---- AVAILABLE RECORDS

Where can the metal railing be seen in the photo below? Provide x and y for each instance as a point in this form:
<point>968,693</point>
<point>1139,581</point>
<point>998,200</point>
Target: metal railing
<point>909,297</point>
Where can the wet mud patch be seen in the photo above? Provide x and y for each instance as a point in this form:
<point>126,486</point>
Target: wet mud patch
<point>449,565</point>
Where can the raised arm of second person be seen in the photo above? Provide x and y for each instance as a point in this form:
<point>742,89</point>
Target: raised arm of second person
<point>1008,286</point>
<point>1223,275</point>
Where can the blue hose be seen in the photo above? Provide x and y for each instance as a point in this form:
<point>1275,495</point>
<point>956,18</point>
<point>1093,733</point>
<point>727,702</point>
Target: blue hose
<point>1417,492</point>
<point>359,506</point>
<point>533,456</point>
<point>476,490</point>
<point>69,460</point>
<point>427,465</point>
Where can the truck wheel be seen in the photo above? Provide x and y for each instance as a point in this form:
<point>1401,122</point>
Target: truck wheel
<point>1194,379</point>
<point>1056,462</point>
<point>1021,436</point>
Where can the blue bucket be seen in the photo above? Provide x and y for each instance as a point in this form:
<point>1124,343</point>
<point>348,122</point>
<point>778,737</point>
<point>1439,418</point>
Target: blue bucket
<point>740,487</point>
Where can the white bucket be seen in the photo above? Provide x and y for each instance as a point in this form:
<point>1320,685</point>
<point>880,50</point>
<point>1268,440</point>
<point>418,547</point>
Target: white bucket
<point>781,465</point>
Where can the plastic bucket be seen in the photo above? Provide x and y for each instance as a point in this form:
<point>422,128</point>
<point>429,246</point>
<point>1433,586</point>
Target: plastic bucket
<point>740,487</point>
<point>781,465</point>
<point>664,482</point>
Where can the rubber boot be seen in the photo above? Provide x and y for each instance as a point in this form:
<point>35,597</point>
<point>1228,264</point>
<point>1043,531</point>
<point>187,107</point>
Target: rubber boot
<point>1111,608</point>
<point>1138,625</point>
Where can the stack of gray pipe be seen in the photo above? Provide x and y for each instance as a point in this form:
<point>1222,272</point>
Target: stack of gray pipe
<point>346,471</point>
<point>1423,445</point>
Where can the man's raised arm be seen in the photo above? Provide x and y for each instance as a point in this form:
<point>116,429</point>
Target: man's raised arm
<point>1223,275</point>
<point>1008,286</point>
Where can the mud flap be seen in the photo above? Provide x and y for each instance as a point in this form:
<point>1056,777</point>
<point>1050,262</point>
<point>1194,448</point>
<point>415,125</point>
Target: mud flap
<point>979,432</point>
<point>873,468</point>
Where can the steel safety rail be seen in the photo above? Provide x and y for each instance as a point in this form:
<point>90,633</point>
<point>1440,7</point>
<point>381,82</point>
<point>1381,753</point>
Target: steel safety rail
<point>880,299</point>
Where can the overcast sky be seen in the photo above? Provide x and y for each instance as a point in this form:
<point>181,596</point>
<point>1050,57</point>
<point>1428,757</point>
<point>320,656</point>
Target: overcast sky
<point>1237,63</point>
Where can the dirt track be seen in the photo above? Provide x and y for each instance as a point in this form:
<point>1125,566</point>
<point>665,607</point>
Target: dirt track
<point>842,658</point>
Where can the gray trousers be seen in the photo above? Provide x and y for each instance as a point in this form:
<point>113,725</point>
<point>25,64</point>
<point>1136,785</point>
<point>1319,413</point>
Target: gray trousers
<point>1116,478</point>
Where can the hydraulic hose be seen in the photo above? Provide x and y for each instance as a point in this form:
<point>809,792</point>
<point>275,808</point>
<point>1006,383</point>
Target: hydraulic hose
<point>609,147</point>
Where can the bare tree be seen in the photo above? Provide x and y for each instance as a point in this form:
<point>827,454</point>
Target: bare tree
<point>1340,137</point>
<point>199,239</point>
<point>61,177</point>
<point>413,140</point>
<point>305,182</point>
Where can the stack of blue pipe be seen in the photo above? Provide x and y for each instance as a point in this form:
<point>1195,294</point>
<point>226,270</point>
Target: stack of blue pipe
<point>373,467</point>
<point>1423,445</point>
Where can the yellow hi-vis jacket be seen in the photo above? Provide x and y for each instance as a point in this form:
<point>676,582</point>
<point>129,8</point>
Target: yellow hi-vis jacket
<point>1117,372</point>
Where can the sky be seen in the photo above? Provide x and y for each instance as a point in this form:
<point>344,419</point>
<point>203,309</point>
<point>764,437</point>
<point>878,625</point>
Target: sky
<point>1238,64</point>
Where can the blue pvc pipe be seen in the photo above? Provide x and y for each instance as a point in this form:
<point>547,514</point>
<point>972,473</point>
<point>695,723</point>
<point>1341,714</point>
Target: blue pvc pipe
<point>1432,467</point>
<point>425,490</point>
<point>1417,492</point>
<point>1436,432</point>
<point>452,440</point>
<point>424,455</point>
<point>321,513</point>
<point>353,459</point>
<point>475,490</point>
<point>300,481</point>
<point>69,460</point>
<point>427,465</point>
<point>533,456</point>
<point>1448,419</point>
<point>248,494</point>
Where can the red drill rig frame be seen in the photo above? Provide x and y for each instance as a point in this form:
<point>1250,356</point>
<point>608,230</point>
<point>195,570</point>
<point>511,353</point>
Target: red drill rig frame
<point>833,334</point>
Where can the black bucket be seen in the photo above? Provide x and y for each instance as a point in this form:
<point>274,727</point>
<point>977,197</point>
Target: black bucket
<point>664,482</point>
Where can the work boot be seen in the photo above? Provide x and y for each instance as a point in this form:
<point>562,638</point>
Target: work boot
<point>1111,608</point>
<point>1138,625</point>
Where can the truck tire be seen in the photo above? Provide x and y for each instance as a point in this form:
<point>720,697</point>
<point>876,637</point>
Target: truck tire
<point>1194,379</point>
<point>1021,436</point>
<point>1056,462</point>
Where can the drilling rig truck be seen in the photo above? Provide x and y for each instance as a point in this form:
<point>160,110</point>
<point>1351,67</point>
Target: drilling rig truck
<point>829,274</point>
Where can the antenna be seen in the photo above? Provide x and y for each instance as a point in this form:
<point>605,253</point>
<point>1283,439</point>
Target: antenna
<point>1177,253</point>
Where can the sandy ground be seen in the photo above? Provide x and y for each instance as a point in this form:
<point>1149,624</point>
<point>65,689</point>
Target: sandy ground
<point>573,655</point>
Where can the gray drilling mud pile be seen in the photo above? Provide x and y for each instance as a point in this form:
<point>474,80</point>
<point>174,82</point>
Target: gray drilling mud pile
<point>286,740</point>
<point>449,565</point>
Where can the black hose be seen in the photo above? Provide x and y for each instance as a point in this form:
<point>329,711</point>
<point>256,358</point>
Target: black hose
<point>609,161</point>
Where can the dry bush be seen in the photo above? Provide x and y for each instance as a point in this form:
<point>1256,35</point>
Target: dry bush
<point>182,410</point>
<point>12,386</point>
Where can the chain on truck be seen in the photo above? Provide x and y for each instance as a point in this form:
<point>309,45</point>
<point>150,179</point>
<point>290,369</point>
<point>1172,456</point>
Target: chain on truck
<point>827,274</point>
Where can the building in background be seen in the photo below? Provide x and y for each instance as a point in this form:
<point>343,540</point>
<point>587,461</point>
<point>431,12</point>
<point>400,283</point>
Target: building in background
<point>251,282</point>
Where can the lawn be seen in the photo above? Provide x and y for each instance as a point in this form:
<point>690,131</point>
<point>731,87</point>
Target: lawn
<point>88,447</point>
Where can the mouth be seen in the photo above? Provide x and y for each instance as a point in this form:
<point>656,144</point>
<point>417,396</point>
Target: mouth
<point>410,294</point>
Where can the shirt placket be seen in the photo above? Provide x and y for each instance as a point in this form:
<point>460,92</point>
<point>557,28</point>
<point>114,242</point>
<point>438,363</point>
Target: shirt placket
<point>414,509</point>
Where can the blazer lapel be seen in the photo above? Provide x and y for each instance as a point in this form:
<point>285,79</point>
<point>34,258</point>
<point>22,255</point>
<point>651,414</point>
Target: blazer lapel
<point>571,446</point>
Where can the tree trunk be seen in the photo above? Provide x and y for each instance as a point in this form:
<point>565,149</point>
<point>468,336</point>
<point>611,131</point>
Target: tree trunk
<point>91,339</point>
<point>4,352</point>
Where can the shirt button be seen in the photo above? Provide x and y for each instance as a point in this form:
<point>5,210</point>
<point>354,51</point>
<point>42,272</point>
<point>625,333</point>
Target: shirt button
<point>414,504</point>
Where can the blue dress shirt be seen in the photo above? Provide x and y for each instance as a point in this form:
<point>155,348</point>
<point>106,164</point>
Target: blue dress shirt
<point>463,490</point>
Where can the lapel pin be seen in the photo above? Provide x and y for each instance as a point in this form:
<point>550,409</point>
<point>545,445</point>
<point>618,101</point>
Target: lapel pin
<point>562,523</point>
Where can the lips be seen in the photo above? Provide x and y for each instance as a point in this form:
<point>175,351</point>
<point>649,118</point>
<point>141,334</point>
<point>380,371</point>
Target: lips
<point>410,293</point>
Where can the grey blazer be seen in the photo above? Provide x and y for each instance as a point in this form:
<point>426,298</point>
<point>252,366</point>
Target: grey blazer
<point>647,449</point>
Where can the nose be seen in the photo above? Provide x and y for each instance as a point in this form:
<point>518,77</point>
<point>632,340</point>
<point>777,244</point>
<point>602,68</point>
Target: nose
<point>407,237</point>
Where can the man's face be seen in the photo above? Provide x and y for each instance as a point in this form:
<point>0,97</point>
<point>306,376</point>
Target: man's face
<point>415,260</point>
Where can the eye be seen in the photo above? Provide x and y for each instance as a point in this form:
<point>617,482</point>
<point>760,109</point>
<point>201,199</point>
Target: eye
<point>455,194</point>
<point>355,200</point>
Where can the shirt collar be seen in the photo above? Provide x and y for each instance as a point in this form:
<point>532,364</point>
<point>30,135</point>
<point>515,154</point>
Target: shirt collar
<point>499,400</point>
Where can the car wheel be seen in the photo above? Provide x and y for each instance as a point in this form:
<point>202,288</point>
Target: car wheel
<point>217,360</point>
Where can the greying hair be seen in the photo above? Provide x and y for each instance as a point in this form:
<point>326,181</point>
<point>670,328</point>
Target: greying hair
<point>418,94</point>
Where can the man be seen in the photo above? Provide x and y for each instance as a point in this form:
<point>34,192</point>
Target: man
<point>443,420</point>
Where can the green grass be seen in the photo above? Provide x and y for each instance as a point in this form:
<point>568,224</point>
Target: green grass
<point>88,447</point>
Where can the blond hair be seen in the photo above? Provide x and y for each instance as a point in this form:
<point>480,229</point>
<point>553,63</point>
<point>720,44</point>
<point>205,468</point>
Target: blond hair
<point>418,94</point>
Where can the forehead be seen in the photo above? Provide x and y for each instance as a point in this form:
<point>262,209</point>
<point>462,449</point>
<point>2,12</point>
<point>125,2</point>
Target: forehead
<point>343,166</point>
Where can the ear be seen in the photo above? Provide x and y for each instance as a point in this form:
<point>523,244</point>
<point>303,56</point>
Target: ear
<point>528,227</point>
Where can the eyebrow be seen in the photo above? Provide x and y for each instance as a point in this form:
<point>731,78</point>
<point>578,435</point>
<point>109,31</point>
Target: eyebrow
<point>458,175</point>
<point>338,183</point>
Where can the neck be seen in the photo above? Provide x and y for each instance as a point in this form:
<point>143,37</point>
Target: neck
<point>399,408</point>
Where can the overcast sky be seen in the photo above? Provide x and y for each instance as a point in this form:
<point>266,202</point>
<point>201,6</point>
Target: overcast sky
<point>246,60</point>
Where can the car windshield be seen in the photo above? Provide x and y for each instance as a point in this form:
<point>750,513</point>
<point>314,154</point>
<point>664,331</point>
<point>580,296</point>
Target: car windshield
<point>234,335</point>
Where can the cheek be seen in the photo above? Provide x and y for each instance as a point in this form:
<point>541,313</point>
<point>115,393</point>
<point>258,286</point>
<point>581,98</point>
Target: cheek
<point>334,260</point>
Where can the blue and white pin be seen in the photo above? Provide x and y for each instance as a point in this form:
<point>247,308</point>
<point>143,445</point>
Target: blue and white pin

--------

* WHAT IS BEING ASKED
Reproduce only the lines above, starting at the line with "<point>1056,777</point>" and ending at the line with "<point>1381,753</point>", exactly as written.

* RESULT BELOW
<point>1056,777</point>
<point>1050,262</point>
<point>1194,448</point>
<point>415,125</point>
Target: mud flap
<point>979,432</point>
<point>873,468</point>
Where can the steel safety rail be seen in the photo above? Provide x and y for each instance as a point in this form:
<point>90,633</point>
<point>1440,7</point>
<point>381,82</point>
<point>1381,753</point>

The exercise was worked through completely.